| TEXT SHOWN |
(begin)

On December 23, 2012, Nick Swisher agreed to sign a free agent deal with the Cleveland Indians. This triggered a domino effect which ultimately led to none other than Aaron Judge.
Before Ichiro Suzuki, Carlos Beltran, and Aaron Judge, the New York Yankees had Nick Swisher. In his four seasons with the New York Yankees, Nick Swisher (aka “Swish”) established himself as a fan favorite among Yankees fans.
In a buttoned up clubhouse and organization, Swisher was most definitely an outlier.
Six years ago, Chris Smith captured the essence of Swisher in his piece, “51 Minutes With Nick Swisher” in New York Magazine. There he described Swisher’s boyish exuberance and genuine. Smith also recalls Swish pumping the volume up in the clubhouse stereo as “Call Me Maybe” plays on the radio, his hair spiked straight up in the air.
This is the same Nick Swisher who put on a unique performance for the Bleacher Creatures during “roll call” every single home game. Here’s an example of the famous “Swisher Salute” from a home game in 2012.
Just a few months later, on December 23rd, the Cleveland Indians swooped in and agreed to sign Nick Swisher to a four-year, $56M contract, ending “Swish’s” tenure with the Yankees.
The Kid From Linden High
In 2010, while attending Linden High School California, a three-sport star named Aaron Judge “set season and career records for receiving yards and touchdowns,” according to the Fresno Bee. As a result, Judge was recruited to play tight end by Notre Dame, Stanford and UCLA. To everyone’s surprise, however, Judge declined to play for any of those schools.

(end)

(Records from a data source)

(begin)

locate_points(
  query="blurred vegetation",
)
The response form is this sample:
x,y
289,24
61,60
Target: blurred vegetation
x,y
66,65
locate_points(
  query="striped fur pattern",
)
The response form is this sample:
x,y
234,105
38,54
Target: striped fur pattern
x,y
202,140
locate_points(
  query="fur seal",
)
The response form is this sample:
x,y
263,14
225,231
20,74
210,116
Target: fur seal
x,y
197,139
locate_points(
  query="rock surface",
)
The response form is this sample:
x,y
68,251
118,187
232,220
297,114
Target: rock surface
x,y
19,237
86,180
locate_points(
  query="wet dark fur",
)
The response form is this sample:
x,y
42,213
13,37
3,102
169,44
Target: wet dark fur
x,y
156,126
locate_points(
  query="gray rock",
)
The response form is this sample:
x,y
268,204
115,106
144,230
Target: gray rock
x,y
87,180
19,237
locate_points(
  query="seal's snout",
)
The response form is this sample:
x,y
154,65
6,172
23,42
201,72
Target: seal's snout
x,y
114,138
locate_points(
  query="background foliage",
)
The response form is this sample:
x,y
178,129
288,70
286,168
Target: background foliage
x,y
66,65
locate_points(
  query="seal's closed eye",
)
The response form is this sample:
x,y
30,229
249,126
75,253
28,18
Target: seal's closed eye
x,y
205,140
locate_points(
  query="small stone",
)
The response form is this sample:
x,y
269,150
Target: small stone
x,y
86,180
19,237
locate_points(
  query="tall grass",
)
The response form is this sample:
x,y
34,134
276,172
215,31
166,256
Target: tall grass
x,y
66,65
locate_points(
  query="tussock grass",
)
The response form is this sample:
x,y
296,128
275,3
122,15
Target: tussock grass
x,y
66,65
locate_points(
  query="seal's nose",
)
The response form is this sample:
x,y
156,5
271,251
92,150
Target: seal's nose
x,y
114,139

(end)
(begin)

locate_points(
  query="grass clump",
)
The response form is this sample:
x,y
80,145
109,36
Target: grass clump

(end)

| WHAT TO DO |
1. Reproduce a passage from the text about Nick Swisher, beginning at the words "On December 23, 2012, Nick" and stopping after "among Yankees fans.".
2. Answer these questions using the text about Nick Swisher.
(a) What were the length and value of the contract Cleveland agreed to give Swisher?
(b) Which song was playing on the radio when Swisher turned up the clubhouse stereo?
(c) What position did Notre Dame, Stanford and UCLA recruit Aaron Judge to play?
These records have nothing to do with the text about Nick Swisher.

| RESULTS |
1.
On December 23, 2012, Nick Swisher agreed to sign a free agent deal with the Cleveland Indians. This triggered a domino effect which ultimately led to none other than Aaron Judge.
Before Ichiro Suzuki, Carlos Beltran, and Aaron Judge, the New York Yankees had Nick Swisher. In his four seasons with the New York Yankees, Nick Swisher (aka “Swish”) established himself as a fan favorite among Yankees fans.

2.
(a) Four years, $56M
(b) "Call Me Maybe"
(c) Tight end